» **Goal of the exercise**
Reproduce every entry below precisely; do not include the pictures.

» **Records supplied**
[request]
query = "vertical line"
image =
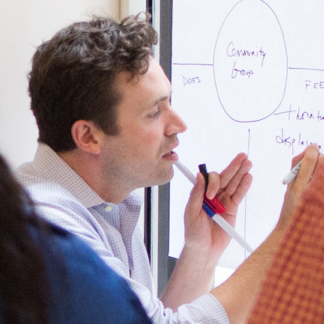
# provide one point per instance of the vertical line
(245, 199)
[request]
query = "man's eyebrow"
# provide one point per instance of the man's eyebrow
(160, 99)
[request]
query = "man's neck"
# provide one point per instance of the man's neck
(88, 167)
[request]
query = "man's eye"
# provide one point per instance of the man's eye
(154, 114)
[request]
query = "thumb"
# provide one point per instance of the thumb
(197, 195)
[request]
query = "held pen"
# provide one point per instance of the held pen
(292, 174)
(212, 213)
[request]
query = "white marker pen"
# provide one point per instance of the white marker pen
(292, 174)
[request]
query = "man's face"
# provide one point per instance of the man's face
(142, 155)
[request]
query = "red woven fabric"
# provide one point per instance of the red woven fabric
(293, 291)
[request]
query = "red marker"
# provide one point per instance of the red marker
(214, 205)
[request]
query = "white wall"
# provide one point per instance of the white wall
(23, 26)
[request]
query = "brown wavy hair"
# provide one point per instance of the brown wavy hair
(73, 75)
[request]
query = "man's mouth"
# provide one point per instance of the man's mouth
(168, 154)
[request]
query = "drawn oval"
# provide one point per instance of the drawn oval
(250, 62)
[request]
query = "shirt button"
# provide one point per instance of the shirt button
(108, 208)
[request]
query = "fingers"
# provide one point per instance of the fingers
(227, 175)
(242, 189)
(228, 182)
(197, 195)
(213, 184)
(235, 182)
(306, 171)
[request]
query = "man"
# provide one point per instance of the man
(106, 127)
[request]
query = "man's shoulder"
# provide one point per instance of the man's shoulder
(42, 189)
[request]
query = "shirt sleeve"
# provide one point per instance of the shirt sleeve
(77, 220)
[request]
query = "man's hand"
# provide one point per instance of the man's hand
(230, 187)
(301, 182)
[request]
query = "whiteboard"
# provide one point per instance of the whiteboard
(247, 76)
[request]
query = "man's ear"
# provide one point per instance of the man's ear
(86, 136)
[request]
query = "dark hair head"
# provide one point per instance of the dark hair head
(72, 76)
(23, 285)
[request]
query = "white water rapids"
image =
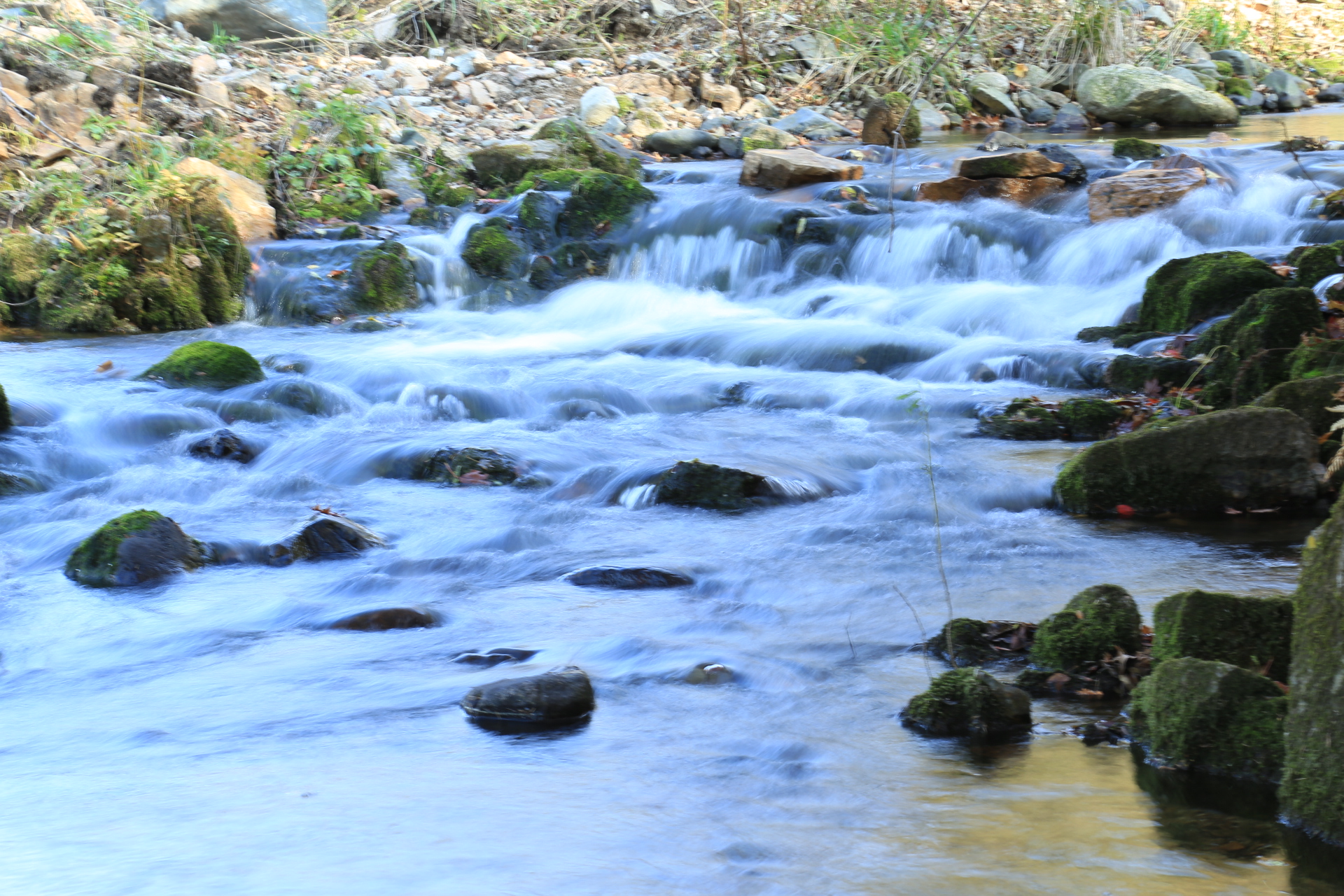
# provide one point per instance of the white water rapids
(207, 735)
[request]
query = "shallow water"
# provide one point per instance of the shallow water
(206, 735)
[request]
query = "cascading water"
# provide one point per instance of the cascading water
(209, 735)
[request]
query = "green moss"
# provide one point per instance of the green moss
(1187, 290)
(1243, 631)
(1257, 340)
(600, 198)
(1097, 621)
(1308, 399)
(1211, 716)
(969, 643)
(206, 365)
(1089, 418)
(1312, 794)
(100, 559)
(1135, 148)
(1130, 372)
(708, 485)
(1317, 262)
(1243, 458)
(491, 253)
(968, 701)
(384, 279)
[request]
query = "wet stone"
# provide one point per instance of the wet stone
(386, 620)
(628, 578)
(222, 445)
(562, 696)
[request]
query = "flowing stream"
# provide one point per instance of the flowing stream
(207, 735)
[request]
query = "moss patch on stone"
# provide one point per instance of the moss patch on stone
(1243, 458)
(1097, 621)
(206, 365)
(1135, 148)
(1211, 716)
(1308, 399)
(969, 703)
(491, 253)
(384, 279)
(1312, 794)
(601, 198)
(1252, 633)
(1259, 339)
(1187, 290)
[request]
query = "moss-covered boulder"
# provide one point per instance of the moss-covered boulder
(1316, 356)
(1211, 716)
(1098, 621)
(1187, 290)
(1249, 458)
(1312, 794)
(601, 199)
(1088, 419)
(1310, 399)
(1135, 148)
(1257, 340)
(1253, 633)
(969, 703)
(384, 279)
(1317, 262)
(467, 466)
(489, 251)
(206, 365)
(968, 640)
(1132, 372)
(137, 547)
(708, 485)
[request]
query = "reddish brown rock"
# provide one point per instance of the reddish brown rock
(1019, 190)
(1138, 192)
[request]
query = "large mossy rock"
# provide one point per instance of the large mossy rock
(1128, 94)
(1247, 458)
(491, 253)
(969, 703)
(1101, 620)
(601, 199)
(1312, 794)
(1259, 339)
(1308, 399)
(137, 547)
(1211, 716)
(1317, 262)
(1253, 633)
(556, 697)
(206, 365)
(1187, 290)
(713, 486)
(384, 279)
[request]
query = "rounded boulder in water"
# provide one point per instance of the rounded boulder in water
(628, 578)
(134, 548)
(386, 620)
(556, 697)
(206, 365)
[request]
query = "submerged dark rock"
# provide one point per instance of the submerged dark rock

» **Result**
[request]
query = "vertical line"
image =
# provide one point per instance of the vertical line
(245, 199)
[request]
query = "man's eyebrow"
# provide one point per instance of the man's eyebrow
(160, 99)
[request]
query = "man's neck"
# provide one point per instance of the man's neck
(88, 167)
[request]
query = "man's eye"
# provide one point per instance of the man's eye
(154, 114)
[request]
query = "thumb"
# provide one point per instance of the thumb
(197, 195)
[request]
query = "held pen"
# provide one point per instance of the held pen
(292, 174)
(212, 213)
[request]
query = "white marker pen"
# provide one point per instance of the white marker pen
(292, 174)
[request]
query = "man's face"
# provide one point per instance of the man's face
(142, 155)
[request]
query = "red woven fabric"
# provide one point per instance of the red woven fabric
(293, 291)
[request]
query = "red marker"
# provide one point per instance of the red marker
(214, 205)
[request]
query = "white wall"
# provide one point per instance of the white wall
(23, 26)
[request]
query = "brown wavy hair"
# provide one point per instance of the brown wavy hair
(73, 75)
[request]
query = "man's mouth"
# provide one point per instance of the man's mouth
(168, 154)
[request]
query = "drawn oval"
# provide one point per instance of the drawn oval
(250, 62)
[request]
query = "shirt button"
# provide one point per instance of the shirt button
(108, 208)
[request]
query = "fingers"
# provide one point per instance of the fingers
(227, 175)
(242, 189)
(228, 182)
(197, 195)
(213, 184)
(235, 182)
(306, 171)
[request]
query = "man"
# provide one point per instance of the man
(106, 127)
[request]
query = "man's shoulder"
# provide one point per instance of the man's shoulder
(42, 189)
[request]
query = "shirt sleeve"
# provide one point per instance of the shirt sleeve
(77, 220)
[request]
query = "man's hand"
# provide one point per instance of the man's hand
(230, 187)
(301, 182)
[request]
query = "whiteboard"
# provide one point per instance of the whiteboard
(247, 76)
[request]
query = "man's ear"
# provide one point per instance of the man's ear
(86, 136)
[request]
query = "dark hair head"
# provide one point per instance of the dark hair head
(72, 76)
(23, 285)
[request]
query = "white water rapids"
image =
# provide one point per instance of the white water rapids
(207, 735)
[request]
query = "shallow water"
# provide one point per instance of the shallow water
(206, 735)
[request]
query = "cascading water"
# provide one point per instance of the cascading water
(209, 735)
[request]
query = "green moss"
# provide one point per instance of the green moss
(1187, 290)
(1243, 631)
(1257, 340)
(600, 198)
(1097, 621)
(1308, 399)
(1211, 716)
(969, 643)
(206, 365)
(1089, 418)
(1312, 794)
(100, 559)
(1135, 148)
(1130, 372)
(708, 485)
(1317, 262)
(1243, 458)
(491, 253)
(968, 701)
(384, 279)
[request]
query = "wet stone"
# provide one point per instance of the wet stone
(386, 620)
(628, 578)
(222, 445)
(562, 696)
[request]
query = "flowing stream"
# provide one point per instance of the flowing stream
(207, 735)
[request]
query = "moss patch on stone"
# provide one point per instance of the moss patch on stone
(1243, 458)
(1097, 621)
(206, 365)
(1135, 148)
(1211, 716)
(1308, 399)
(969, 703)
(491, 253)
(384, 279)
(1312, 794)
(601, 198)
(1252, 633)
(1259, 339)
(1187, 290)
[request]
query = "moss-covered boulder"
# provide one point per instance of the moss-covered boulder
(1316, 356)
(1211, 716)
(1098, 621)
(1187, 290)
(1249, 458)
(1312, 794)
(601, 199)
(1088, 419)
(1310, 399)
(1135, 148)
(1257, 340)
(1253, 633)
(969, 703)
(384, 279)
(1317, 262)
(467, 466)
(489, 251)
(206, 365)
(968, 640)
(1132, 372)
(137, 547)
(708, 485)
[request]
query = "reddish brown rock"
# provide one point per instance of the reddish brown rock
(1019, 190)
(1138, 192)
[request]
query = "large mossy rock"
# provide one point per instance of the large mossy rock
(1128, 94)
(1247, 458)
(491, 253)
(969, 703)
(1101, 620)
(601, 199)
(1312, 794)
(1259, 339)
(1308, 399)
(137, 547)
(1211, 716)
(1317, 262)
(1253, 633)
(556, 697)
(206, 365)
(1187, 290)
(713, 486)
(384, 279)
[request]
query = "rounded boulder in water"
# provide one point per instance of the rounded boulder in water
(628, 578)
(134, 548)
(386, 620)
(556, 697)
(206, 365)
[request]
query = "submerged dark rock"
# provide one point per instance of the submerged dark rock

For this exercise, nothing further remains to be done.